TRECHO DO TEXTO →
►
Celine Song consta que, para ela, a grande diferença das duas artes é que, no teatro, não se de trata fazer a obra uma vez com maestria, mas sim ser consistente sempre. Já o cinema, tenta-se captar o momento, o "efêmero", como ela mesmo diz. Uma das estratégias usadas pela diretora, já relatada em algumas entrevistas, foi um método para conseguir captar 'este momento único' na cena em que os dois personagens homens (marido e amigo) se encontram. Celine não deixou os dois atores (John Magaro e Teo Yoo) se encontrarem no set de filmagem antes deles filmarem a cena em que os dois personagens aparecem juntos. Assim, o público conseguiria ter acesso realmente ao momento em que os atores se conheceram - na vida real e na história.

Esses cruzamentos entre o ator e o personagem, a ficção e a autobiografia, a vida atual e as vidas passadas, os desejos momentâneos e as longas aspirações, entre outros tantos paradoxos que a vida e a arte nos apresenta, foi o que estruturou o filme e causou tanta identificação com o público e a crítica. A indicação ao Oscar de Melhor Filme é apenas um detalhe no bonito percurso de Vidas Passadas. Um filme que nos faz olhar de forma mais humana para nós mesmos. Um filme que não tenta trazer respostas. Afinal, a vida é uma contradição.

"Sou quem poderia ter sido e não fui, e também quem sou agora. Não me conheço melhor do que quando tinha 16 anos e ao mesmo tempo estou longe dessa idade. Eu sou uma contradição.”
◄
CONJUNTO DE TAREFAS →
1: Responda com base no texto sobre Vidas Passadas:
(a) Segundo Celine Song, o que se tenta captar no cinema?
(b) Quais atores não se encontraram no set antes de filmar a cena em que os personagens aparecem juntos?
(c) A qual prêmio o filme foi indicado?
2: Por favor, transcreva do texto sobre Vidas Passadas o trecho que começa em "Esses cruzamentos entre" e termina em "é uma contradição.".

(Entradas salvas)
►
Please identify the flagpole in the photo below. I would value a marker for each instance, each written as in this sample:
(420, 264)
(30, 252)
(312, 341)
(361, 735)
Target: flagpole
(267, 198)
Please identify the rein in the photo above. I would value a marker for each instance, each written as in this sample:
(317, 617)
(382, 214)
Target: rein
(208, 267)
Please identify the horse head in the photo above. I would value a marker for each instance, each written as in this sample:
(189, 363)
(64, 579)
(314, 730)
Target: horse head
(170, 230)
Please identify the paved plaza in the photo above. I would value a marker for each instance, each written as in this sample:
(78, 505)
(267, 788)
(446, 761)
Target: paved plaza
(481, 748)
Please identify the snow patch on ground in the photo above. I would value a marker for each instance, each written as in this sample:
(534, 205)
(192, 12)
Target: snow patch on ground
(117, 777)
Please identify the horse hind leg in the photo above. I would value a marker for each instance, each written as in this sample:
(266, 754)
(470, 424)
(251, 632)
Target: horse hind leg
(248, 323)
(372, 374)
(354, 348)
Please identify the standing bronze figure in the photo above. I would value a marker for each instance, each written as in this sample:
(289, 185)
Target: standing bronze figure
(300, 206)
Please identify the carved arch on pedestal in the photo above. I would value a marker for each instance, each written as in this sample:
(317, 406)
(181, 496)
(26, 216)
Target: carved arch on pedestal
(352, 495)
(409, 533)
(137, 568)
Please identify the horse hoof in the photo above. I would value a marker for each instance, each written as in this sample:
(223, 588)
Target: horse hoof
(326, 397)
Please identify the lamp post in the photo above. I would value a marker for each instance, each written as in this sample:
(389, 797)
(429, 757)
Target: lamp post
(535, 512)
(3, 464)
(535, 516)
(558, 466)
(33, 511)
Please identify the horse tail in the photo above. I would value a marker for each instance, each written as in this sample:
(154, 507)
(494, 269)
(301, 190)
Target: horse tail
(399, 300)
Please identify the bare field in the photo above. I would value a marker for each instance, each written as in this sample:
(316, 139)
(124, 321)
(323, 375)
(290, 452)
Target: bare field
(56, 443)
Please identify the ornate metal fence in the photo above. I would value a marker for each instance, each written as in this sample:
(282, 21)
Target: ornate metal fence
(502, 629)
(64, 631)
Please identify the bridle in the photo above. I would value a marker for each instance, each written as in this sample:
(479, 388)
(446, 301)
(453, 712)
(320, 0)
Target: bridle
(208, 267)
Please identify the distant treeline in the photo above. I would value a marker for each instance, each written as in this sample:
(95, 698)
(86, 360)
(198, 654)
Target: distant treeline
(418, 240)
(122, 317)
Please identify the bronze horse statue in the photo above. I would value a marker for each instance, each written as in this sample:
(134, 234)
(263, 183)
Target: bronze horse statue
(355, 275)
◄
RESPOSTAS DO EXERCÍCIO →
1:
(a) O momento, o "efêmero".
(b) John Magaro e Teo Yoo.
(c) Ao Oscar de Melhor Filme.

2:
Esses cruzamentos entre o ator e o personagem, a ficção e a autobiografia, a vida atual e as vidas passadas, os desejos momentâneos e as longas aspirações, entre outros tantos paradoxos que a vida e a arte nos apresenta, foi o que estruturou o filme e causou tanta identificação com o público e a crítica. A indicação ao Oscar de Melhor Filme é apenas um detalhe no bonito percurso de Vidas Passadas. Um filme que nos faz olhar de forma mais humana para nós mesmos. Um filme que não tenta trazer respostas. Afinal, a vida é uma contradição.